Data extracted from a collection:
[Begin]
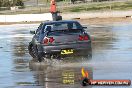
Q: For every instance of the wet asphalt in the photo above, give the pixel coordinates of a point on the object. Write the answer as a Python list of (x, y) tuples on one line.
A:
[(111, 58)]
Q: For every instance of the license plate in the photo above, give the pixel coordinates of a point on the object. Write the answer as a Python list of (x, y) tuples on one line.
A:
[(68, 51)]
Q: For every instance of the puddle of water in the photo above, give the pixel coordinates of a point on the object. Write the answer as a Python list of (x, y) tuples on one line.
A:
[(111, 59)]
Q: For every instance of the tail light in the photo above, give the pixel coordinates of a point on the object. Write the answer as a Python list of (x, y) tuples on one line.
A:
[(85, 37), (48, 40), (51, 39), (81, 38)]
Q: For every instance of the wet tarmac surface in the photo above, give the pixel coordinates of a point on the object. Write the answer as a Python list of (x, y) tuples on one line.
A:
[(111, 59)]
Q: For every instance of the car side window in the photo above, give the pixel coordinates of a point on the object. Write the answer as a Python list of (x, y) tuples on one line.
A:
[(39, 28)]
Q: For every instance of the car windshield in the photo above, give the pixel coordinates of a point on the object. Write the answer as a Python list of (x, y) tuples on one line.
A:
[(59, 26)]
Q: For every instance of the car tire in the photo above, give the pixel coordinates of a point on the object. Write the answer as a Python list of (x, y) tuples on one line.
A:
[(30, 49)]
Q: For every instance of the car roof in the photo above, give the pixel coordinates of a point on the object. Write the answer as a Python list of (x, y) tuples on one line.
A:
[(60, 21)]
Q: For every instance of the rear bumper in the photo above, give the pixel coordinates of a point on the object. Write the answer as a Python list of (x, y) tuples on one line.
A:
[(77, 47)]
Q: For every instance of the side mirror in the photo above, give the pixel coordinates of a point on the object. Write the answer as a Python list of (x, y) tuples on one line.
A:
[(32, 32), (85, 27)]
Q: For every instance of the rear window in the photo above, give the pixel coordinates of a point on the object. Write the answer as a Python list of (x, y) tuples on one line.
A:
[(61, 26), (62, 32)]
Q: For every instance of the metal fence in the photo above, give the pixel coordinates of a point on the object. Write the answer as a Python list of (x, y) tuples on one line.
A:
[(41, 6)]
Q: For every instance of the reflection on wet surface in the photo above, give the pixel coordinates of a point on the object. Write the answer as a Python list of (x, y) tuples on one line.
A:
[(111, 59)]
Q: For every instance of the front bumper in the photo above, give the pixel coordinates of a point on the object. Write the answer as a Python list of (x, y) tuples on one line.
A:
[(79, 48)]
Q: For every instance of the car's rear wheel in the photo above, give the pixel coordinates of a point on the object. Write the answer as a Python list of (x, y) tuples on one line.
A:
[(33, 51), (30, 49)]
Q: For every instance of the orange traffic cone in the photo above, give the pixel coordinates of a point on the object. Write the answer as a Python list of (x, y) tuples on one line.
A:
[(52, 6)]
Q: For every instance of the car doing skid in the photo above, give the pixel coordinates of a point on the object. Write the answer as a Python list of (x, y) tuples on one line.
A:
[(59, 38)]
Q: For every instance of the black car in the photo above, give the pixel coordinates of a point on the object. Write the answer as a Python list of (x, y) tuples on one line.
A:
[(59, 38)]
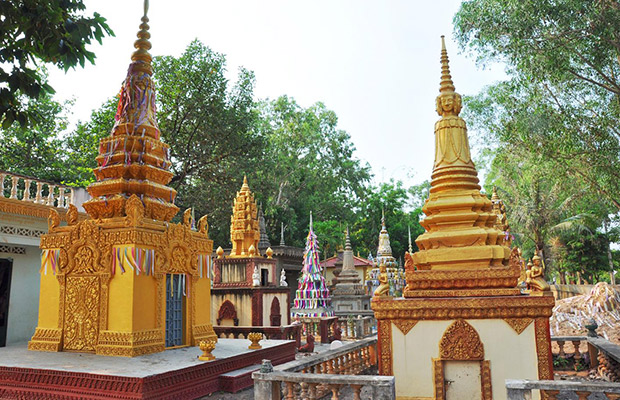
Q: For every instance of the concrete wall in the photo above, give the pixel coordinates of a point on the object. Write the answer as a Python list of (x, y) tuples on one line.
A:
[(24, 297), (511, 356)]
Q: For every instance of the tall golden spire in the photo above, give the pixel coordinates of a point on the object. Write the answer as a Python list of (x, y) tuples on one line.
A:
[(132, 160), (244, 226), (460, 236)]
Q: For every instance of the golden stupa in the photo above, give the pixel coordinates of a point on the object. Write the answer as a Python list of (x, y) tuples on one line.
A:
[(463, 326), (244, 228), (133, 159), (461, 238), (126, 282)]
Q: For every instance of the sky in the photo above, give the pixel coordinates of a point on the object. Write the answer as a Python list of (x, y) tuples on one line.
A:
[(375, 63)]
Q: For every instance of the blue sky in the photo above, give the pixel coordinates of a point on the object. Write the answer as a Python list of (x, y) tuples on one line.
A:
[(375, 63)]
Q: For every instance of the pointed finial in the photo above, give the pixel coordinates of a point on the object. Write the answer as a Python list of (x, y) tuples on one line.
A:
[(410, 246), (347, 241), (446, 85), (142, 45), (448, 101)]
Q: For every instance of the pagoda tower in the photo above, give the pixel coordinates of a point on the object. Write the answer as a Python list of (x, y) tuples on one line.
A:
[(246, 286), (349, 293), (312, 298), (126, 282), (463, 326)]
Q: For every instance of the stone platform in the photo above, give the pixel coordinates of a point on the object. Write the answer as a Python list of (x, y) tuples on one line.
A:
[(172, 374)]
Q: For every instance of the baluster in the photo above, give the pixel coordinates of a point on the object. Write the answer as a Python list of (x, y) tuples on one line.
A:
[(312, 391), (26, 195), (38, 197), (583, 394), (356, 391), (50, 195), (561, 354), (334, 388), (14, 180), (290, 391), (2, 176), (550, 394), (303, 393)]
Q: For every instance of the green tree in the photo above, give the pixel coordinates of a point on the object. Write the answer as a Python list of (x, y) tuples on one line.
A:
[(36, 151), (562, 101), (33, 32)]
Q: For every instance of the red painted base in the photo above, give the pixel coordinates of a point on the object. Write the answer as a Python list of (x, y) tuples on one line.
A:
[(186, 383)]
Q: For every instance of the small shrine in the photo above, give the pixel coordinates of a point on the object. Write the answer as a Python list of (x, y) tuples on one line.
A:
[(463, 326), (247, 290), (126, 282), (312, 298), (395, 273), (349, 294)]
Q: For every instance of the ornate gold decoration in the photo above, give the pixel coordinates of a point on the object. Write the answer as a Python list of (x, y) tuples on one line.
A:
[(81, 314), (534, 277), (187, 218), (20, 207), (461, 342), (72, 215), (465, 308), (255, 337), (203, 225), (207, 346), (460, 235), (519, 324), (404, 325), (130, 344), (133, 160), (384, 286), (244, 228), (53, 220), (543, 349), (46, 340)]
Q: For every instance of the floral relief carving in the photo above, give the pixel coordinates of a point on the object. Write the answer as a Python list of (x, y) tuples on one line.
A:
[(461, 342)]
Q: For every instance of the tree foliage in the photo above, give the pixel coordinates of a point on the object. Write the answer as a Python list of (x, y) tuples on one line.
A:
[(34, 32)]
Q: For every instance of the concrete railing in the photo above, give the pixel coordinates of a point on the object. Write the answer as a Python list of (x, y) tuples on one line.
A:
[(25, 188), (286, 332), (316, 376), (522, 389)]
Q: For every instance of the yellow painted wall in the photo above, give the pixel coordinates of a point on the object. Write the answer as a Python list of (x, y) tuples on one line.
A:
[(49, 301), (511, 356), (144, 314)]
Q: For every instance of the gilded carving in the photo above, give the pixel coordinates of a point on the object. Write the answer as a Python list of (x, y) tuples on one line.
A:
[(461, 342), (72, 215), (404, 325), (203, 225), (81, 314), (53, 220), (519, 324)]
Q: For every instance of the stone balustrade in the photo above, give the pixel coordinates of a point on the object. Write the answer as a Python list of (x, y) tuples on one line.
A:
[(26, 188), (601, 354), (522, 389), (319, 375), (286, 332), (359, 325)]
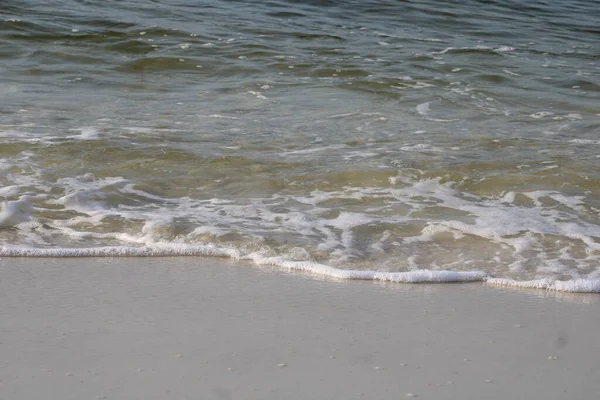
[End]
Work to be completed:
Locate each line in the listing above that contains the word "painted" and copy every such line in full.

Written answer:
Q: For every instance of the red painted base in the photo above, give the pixel coordinates of a point on the object. Write the answer as a Python list of (x, y) tuples on one line.
Q: For every instance of the yellow painted wall in the photo above, give the pixel coordinates of a point on the object. Write the answer as a Python list of (x, y) tuples on one line.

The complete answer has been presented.